GIVEN PASSAGE:
----

Photo by Kelly Sikkema on Unsplash
Living alone was never part of the plan. Although, it sounds like a great idea to live all by yourself in your late 20’s when faced the decision to live solo? NO.
So, I moved to Bangalore in early 2017 for work and was looking to live somewhere near my office (there’s a valid reason for this, traffic sucks!). A few of my friends were living far-off and I never understood the PG (paying guests) facilities- tiny rooms, terrible food, unhygienic. Yikes!
The catch was it is not only difficult to find a studio apartment (aka. 1BHK here), it was expensive since the rent is higher and the ‘refundable’ deposit amounts to 10 months of upfront payment. Yes, TEN months.
So – there I was. Suddenly not only do I need to adjust to a new workplace and city, but I also am faced with living alone.
I was excited and nervous, but you know what? I love it.

----

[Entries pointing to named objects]
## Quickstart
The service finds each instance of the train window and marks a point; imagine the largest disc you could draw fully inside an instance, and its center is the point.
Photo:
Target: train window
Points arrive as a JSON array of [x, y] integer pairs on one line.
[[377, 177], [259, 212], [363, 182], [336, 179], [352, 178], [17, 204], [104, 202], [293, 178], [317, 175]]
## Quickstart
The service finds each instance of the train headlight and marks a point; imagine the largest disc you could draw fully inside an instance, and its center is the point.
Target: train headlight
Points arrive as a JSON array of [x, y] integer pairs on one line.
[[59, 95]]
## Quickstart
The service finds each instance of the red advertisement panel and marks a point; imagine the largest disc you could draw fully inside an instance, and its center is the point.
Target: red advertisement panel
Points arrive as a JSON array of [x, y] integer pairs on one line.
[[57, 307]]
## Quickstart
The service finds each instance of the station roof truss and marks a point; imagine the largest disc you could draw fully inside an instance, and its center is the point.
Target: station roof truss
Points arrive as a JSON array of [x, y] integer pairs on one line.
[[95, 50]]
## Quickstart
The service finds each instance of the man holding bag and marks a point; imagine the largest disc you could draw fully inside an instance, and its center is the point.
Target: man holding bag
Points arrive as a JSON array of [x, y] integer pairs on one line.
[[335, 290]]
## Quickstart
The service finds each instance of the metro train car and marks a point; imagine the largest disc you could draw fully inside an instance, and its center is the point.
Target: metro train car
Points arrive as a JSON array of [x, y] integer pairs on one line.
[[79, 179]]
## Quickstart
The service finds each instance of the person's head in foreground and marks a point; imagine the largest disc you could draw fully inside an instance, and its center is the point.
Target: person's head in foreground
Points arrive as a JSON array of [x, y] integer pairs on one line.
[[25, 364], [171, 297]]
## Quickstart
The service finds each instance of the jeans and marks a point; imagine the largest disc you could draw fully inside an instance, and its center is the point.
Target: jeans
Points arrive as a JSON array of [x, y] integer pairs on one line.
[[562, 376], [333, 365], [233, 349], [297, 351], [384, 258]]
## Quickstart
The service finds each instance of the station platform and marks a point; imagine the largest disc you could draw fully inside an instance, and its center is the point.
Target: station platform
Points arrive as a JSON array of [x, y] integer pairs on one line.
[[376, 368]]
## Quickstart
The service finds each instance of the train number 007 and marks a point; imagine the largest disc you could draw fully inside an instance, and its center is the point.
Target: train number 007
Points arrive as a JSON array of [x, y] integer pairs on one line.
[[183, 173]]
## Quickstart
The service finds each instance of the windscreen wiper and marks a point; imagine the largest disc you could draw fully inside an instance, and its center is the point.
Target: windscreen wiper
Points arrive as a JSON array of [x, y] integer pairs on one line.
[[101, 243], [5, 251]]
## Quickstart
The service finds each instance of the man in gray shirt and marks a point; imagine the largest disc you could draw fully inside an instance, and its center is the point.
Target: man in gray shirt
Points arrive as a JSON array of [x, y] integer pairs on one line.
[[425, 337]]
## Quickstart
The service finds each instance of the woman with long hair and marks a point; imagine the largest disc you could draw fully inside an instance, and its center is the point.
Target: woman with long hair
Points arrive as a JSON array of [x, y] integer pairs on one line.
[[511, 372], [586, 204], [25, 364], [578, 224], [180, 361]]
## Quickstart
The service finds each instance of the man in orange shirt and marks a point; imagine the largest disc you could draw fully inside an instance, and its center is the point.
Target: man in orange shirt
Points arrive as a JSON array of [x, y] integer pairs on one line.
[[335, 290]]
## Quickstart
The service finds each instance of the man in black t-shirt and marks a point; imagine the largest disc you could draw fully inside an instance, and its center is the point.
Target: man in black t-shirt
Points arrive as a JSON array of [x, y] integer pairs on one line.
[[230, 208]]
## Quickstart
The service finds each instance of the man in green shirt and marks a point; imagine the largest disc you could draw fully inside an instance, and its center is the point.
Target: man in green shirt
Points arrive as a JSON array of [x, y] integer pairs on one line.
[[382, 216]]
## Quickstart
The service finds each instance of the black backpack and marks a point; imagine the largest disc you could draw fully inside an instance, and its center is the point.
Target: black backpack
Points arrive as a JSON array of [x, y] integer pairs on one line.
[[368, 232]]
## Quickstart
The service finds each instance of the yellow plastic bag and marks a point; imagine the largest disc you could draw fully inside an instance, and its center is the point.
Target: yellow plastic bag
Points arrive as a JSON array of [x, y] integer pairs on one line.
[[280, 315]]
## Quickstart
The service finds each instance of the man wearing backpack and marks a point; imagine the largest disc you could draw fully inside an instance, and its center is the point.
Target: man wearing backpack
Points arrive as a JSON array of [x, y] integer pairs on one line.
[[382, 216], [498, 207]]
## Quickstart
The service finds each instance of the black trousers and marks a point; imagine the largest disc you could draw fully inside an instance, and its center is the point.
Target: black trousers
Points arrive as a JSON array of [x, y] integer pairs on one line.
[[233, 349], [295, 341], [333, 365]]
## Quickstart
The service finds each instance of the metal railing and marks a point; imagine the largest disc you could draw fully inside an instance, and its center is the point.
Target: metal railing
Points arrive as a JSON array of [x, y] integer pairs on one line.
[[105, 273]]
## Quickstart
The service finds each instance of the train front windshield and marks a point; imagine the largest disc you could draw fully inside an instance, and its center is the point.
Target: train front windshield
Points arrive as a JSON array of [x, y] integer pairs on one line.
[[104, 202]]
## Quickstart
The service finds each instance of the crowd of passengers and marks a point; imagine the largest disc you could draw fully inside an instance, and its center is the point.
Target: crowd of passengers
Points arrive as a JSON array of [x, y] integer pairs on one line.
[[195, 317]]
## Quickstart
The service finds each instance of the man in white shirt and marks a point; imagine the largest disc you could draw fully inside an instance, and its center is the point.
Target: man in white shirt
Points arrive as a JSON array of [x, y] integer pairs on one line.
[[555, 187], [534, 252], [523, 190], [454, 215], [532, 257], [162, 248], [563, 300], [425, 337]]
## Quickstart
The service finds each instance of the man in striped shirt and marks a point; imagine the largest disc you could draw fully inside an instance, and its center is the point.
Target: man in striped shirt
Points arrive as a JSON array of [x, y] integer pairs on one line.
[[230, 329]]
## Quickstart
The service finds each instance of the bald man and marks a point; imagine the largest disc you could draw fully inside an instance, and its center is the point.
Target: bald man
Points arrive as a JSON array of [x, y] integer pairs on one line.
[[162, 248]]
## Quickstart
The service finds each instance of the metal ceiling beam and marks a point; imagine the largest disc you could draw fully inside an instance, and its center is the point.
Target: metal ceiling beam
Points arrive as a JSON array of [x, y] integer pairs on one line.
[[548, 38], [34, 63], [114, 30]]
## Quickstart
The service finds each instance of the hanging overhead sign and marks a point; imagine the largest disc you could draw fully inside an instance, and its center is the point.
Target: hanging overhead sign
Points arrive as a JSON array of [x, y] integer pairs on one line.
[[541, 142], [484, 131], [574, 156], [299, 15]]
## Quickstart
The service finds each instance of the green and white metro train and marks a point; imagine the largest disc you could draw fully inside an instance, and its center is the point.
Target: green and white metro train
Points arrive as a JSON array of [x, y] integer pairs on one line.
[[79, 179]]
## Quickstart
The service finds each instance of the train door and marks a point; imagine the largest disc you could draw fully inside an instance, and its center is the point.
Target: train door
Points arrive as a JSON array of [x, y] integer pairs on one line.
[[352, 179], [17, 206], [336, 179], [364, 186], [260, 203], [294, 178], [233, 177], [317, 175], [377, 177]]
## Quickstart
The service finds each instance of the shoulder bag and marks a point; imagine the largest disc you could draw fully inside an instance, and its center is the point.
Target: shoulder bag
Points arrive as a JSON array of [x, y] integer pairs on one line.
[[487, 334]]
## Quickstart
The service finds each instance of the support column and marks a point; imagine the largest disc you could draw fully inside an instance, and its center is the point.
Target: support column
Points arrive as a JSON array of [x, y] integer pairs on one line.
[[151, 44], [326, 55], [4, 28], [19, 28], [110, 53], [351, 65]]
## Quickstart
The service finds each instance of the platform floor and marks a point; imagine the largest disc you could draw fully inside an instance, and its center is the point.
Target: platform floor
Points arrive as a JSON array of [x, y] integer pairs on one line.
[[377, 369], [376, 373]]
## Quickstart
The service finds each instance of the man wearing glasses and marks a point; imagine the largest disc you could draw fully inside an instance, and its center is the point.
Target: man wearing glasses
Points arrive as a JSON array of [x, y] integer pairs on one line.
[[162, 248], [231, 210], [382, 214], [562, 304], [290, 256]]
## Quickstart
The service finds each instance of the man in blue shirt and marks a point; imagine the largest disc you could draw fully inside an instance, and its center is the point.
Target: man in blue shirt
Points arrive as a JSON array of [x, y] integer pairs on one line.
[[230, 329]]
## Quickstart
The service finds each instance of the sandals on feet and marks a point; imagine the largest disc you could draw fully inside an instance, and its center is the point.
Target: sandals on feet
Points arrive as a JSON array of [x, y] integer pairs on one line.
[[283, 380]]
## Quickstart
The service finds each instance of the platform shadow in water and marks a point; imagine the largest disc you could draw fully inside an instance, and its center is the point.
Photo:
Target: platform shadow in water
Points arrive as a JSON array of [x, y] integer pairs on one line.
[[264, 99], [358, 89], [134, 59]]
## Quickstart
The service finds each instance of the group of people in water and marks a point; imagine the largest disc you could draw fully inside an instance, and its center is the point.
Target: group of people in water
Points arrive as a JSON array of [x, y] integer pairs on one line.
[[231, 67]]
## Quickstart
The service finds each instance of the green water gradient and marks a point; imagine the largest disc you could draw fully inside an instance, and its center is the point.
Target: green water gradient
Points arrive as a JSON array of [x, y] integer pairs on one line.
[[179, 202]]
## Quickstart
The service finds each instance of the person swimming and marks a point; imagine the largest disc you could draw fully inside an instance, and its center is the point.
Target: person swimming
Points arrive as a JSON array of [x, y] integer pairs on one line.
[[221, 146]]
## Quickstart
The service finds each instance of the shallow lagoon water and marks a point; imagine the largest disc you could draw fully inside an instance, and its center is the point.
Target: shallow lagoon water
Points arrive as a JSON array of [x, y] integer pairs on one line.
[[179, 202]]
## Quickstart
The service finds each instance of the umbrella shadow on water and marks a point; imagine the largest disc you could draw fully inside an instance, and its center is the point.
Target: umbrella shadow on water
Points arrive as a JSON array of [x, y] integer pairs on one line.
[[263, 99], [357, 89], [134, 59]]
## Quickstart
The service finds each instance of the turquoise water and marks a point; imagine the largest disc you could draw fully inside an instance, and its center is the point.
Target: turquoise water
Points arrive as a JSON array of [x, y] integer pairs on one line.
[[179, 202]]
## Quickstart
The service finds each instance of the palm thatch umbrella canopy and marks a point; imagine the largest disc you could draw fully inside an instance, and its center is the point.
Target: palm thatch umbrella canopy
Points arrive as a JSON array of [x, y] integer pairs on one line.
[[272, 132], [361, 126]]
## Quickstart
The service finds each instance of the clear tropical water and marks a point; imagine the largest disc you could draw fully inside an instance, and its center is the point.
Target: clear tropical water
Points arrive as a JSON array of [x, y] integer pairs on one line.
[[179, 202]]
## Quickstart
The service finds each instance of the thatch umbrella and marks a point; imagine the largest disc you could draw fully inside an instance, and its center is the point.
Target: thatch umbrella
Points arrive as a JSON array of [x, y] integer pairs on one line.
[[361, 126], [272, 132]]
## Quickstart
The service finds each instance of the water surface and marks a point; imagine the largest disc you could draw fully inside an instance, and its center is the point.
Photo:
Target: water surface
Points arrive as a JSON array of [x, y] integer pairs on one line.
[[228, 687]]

----

SHORT EXERCISE:
Write the next part of the personal piece about moving to Bangalore and living alone, picking up right after its last line. The items come from a separate source unrelated to the text.

OUTPUT:
Having housemates is so convenient and cost-friendly. I’d always lived with roommates and flatmates, not only of varied lifestyle but of different ethnicity, gender, faith and orientation. It was a great experience and helped me grow as a person. I’ve been living alone since 2017 (with an exception of 3 months last year) and it has been awesome. It is not only rewarding, but it also teaches very valuable life lessons, that can only be attained from living alone and just not being alone.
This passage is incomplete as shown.